### Excerpted records
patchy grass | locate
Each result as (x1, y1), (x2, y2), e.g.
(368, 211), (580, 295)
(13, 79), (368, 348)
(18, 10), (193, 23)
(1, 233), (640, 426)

### Work request
All lines above are to be transcribed exactly.

### Exercise output
patchy grass | locate
Each result as (x1, y1), (x2, y2), e.g.
(368, 211), (580, 295)
(13, 79), (368, 348)
(18, 10), (193, 23)
(1, 233), (640, 426)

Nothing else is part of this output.